**WORK TO COMPLETE**
Rewrite the items beginning at the line that has "Which on-screen element is the green leaf?" and stopping after the line that has "[31,418,135,460]", with "green leaf" replaced by "yellow leaf" and everything else left unchanged.

(Records from a data collection)
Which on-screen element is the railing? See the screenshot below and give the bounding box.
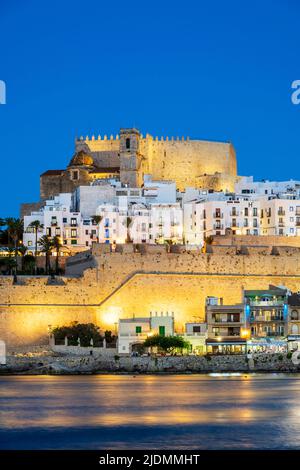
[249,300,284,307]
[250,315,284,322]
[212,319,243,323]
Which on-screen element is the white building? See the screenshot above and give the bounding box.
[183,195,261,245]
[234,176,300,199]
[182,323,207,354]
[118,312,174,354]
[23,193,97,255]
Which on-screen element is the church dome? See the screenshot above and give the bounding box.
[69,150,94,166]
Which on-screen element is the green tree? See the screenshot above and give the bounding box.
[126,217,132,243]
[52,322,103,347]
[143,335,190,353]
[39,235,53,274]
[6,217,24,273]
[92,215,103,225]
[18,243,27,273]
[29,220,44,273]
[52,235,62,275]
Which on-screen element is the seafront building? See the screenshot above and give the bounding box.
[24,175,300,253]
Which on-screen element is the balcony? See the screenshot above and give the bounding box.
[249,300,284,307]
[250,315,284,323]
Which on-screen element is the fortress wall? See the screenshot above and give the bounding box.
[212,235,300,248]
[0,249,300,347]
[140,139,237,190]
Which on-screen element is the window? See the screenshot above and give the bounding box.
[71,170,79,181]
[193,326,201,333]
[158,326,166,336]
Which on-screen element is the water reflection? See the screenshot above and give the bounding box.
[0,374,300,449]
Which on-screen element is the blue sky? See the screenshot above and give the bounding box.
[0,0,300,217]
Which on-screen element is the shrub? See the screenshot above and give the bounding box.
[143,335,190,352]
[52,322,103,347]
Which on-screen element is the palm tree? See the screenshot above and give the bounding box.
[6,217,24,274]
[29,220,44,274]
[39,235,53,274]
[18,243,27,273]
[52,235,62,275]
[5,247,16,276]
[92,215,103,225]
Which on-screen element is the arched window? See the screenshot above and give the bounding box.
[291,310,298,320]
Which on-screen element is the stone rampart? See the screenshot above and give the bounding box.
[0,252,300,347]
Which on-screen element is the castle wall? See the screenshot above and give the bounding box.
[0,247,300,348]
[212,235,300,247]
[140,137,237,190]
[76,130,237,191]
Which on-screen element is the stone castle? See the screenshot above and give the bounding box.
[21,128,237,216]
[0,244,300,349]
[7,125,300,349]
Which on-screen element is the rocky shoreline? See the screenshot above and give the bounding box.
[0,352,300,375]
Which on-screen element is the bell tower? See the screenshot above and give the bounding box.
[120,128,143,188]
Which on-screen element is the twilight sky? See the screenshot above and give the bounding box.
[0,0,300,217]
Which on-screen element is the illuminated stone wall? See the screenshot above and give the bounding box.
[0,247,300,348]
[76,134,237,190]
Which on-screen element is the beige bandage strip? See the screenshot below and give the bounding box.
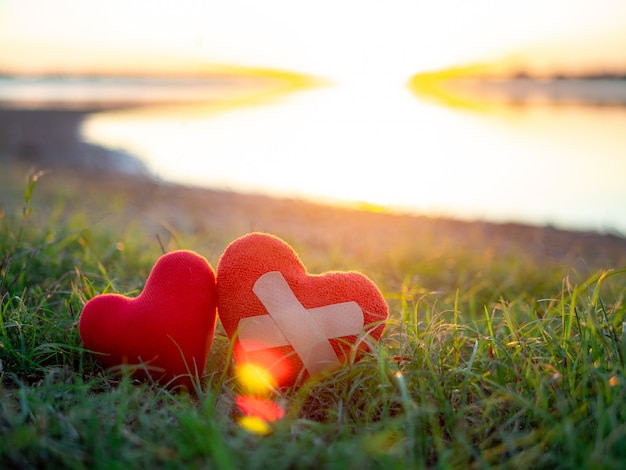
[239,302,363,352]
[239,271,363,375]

* * *

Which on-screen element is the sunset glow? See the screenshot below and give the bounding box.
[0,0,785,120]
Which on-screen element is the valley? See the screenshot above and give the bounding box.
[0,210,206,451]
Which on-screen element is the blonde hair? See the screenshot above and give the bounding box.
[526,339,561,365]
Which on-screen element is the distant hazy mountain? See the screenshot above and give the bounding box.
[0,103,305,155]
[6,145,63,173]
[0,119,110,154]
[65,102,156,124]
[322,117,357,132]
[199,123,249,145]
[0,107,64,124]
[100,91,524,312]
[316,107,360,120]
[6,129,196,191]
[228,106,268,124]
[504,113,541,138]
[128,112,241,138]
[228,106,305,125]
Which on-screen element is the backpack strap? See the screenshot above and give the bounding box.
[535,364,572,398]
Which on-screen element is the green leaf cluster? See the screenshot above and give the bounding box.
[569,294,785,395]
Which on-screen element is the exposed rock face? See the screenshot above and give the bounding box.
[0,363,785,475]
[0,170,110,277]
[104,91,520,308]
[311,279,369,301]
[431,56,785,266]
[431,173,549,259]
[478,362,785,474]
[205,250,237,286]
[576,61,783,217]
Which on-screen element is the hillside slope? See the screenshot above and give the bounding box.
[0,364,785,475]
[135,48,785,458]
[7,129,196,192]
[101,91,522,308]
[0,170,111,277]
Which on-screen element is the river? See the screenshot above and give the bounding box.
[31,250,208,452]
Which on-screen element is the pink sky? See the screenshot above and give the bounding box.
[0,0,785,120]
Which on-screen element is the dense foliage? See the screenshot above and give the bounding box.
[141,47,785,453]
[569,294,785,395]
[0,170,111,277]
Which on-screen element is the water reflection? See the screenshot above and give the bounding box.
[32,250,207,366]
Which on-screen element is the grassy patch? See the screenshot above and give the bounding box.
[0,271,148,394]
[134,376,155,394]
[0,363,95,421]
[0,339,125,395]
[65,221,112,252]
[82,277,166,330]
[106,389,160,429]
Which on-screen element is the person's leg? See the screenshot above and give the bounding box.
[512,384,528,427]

--

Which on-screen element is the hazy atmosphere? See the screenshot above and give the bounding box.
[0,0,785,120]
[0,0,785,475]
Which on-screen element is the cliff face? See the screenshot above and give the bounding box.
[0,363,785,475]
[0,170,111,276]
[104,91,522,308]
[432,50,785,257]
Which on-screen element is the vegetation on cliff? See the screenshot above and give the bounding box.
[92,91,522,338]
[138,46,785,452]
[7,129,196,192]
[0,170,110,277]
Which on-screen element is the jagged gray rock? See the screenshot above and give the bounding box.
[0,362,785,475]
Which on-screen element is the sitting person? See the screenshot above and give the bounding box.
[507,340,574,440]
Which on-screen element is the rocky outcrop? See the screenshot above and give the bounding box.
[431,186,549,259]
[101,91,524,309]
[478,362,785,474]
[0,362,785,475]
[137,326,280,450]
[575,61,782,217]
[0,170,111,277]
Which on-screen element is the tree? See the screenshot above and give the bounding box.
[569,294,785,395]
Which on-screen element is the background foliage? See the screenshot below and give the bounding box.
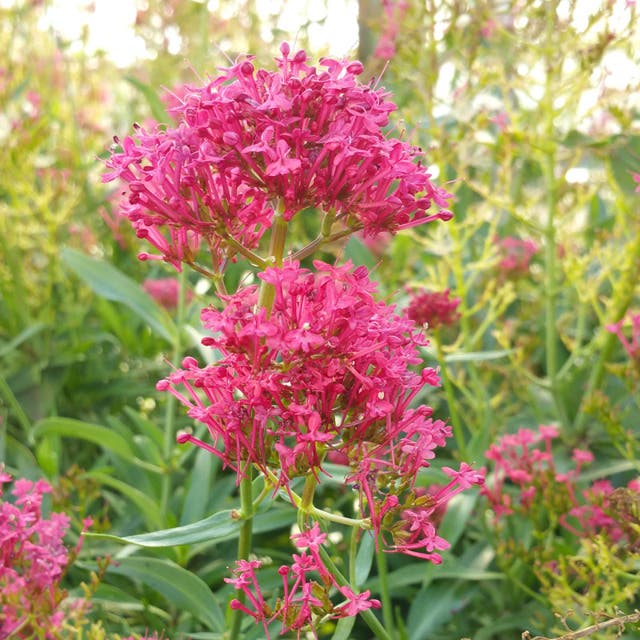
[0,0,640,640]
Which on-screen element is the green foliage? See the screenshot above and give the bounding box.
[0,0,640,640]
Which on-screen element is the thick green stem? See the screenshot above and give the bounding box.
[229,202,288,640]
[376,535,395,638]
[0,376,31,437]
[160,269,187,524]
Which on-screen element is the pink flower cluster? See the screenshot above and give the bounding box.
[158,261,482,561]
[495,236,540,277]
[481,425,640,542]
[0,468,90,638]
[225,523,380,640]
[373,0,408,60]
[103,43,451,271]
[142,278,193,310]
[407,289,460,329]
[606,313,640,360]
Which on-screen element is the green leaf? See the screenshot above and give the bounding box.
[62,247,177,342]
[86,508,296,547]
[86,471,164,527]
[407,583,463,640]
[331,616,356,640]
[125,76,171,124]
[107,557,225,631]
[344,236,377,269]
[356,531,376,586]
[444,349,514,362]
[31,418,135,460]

**CORRECT RESULT**
Which on-screen element is the yellow leaf? See the screenshot above and give the bounding box.
[62,247,177,342]
[86,508,296,547]
[86,471,164,527]
[407,583,463,640]
[331,616,356,640]
[125,76,171,124]
[107,557,225,631]
[344,236,377,269]
[356,531,376,586]
[444,349,514,362]
[31,418,135,460]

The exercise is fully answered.